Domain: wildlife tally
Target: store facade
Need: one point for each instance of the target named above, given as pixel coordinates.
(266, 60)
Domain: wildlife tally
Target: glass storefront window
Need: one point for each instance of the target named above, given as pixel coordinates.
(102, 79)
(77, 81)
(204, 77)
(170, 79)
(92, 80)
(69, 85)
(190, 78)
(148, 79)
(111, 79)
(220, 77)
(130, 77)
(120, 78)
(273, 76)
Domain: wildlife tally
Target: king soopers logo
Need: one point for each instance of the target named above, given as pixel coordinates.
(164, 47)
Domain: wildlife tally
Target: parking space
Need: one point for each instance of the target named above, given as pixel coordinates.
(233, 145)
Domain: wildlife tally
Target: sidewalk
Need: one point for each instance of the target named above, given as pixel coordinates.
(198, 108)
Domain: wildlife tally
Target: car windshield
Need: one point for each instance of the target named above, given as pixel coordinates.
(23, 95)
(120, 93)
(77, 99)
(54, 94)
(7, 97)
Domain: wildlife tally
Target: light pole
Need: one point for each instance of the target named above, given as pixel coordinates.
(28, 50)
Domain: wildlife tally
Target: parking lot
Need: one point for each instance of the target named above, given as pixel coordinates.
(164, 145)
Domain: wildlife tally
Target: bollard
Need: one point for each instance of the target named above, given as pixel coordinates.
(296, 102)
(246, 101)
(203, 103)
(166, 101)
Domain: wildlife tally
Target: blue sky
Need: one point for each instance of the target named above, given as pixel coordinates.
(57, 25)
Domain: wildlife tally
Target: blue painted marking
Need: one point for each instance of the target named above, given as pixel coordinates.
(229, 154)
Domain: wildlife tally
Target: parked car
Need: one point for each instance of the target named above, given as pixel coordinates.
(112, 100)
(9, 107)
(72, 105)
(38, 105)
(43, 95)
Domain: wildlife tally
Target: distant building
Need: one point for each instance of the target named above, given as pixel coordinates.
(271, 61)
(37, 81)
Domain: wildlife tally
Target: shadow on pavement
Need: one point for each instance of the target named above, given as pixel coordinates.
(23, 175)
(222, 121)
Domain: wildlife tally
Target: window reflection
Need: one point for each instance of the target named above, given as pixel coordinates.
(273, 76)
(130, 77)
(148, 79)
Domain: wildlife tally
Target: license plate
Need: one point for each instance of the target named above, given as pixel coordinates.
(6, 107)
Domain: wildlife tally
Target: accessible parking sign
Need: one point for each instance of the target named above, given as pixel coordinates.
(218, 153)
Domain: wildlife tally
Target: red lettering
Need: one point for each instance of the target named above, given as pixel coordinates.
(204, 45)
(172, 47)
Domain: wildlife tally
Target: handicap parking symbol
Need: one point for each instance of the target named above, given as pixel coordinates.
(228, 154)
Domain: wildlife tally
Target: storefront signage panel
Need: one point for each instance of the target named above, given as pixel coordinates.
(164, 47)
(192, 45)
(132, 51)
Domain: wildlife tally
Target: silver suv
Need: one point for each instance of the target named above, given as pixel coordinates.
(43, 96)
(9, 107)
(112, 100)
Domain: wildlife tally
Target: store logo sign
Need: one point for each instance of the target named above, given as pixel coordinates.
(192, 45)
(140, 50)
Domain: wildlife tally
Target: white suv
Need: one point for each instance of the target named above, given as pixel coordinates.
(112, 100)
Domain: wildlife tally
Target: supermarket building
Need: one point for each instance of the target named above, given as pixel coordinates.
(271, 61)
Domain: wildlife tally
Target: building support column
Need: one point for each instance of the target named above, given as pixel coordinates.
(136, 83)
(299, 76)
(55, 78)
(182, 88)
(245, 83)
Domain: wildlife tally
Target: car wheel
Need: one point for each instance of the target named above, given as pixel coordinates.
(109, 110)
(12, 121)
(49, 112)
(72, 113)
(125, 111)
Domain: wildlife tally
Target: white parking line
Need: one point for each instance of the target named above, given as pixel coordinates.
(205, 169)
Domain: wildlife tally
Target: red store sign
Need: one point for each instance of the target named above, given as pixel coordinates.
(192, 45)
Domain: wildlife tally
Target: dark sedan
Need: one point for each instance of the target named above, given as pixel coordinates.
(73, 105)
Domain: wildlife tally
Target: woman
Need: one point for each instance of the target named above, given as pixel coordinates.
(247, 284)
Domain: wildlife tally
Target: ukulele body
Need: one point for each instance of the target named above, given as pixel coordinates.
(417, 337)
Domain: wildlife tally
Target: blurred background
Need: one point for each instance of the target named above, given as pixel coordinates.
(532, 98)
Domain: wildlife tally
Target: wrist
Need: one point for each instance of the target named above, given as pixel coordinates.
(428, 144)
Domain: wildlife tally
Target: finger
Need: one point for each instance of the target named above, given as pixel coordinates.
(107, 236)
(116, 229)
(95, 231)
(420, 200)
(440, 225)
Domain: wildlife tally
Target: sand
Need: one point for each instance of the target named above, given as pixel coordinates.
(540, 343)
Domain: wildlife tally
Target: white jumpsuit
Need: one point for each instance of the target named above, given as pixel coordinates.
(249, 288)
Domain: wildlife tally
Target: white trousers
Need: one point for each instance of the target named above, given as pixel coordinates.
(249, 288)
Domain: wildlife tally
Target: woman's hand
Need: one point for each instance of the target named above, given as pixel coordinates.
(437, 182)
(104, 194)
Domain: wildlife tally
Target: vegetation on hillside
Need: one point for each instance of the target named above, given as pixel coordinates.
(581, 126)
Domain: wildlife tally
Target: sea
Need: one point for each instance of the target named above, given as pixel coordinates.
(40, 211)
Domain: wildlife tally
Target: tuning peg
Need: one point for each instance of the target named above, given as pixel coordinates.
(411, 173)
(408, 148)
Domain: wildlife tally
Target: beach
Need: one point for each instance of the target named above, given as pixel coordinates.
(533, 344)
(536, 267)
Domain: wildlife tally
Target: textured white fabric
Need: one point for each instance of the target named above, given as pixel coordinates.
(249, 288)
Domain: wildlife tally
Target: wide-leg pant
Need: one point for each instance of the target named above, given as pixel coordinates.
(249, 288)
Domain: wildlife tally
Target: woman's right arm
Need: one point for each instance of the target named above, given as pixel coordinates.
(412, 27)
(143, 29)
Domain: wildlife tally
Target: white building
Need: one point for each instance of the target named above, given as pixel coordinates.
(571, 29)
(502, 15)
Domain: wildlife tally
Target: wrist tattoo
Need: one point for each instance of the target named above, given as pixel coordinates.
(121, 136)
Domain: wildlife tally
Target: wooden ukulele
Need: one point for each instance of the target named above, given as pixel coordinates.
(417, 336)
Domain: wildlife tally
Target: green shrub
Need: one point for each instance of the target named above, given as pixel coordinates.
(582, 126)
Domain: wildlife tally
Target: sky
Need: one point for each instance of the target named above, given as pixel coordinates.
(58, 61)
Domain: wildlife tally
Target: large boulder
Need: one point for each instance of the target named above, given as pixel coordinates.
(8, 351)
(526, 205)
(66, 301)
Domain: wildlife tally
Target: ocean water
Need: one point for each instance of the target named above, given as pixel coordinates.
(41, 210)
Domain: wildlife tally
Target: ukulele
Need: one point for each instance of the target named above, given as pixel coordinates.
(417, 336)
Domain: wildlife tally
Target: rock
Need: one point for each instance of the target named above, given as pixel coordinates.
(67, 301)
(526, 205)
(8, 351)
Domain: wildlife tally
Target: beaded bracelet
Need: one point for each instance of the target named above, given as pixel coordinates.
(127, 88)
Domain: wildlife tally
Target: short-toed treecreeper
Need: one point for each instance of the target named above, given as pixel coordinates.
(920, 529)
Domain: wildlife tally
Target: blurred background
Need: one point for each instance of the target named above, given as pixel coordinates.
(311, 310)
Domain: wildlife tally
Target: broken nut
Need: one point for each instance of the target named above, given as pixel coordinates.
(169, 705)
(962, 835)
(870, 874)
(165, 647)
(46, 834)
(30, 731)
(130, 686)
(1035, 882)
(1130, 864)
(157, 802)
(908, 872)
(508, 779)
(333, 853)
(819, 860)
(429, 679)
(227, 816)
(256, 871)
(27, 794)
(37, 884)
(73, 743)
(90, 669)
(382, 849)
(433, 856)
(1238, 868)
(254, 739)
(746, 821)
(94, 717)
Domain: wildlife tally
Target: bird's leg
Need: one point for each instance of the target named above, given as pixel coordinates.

__Exercise instructions__. Count how many lines of the listing above contain the word "window". Reply with the number alone.

__Output__. 2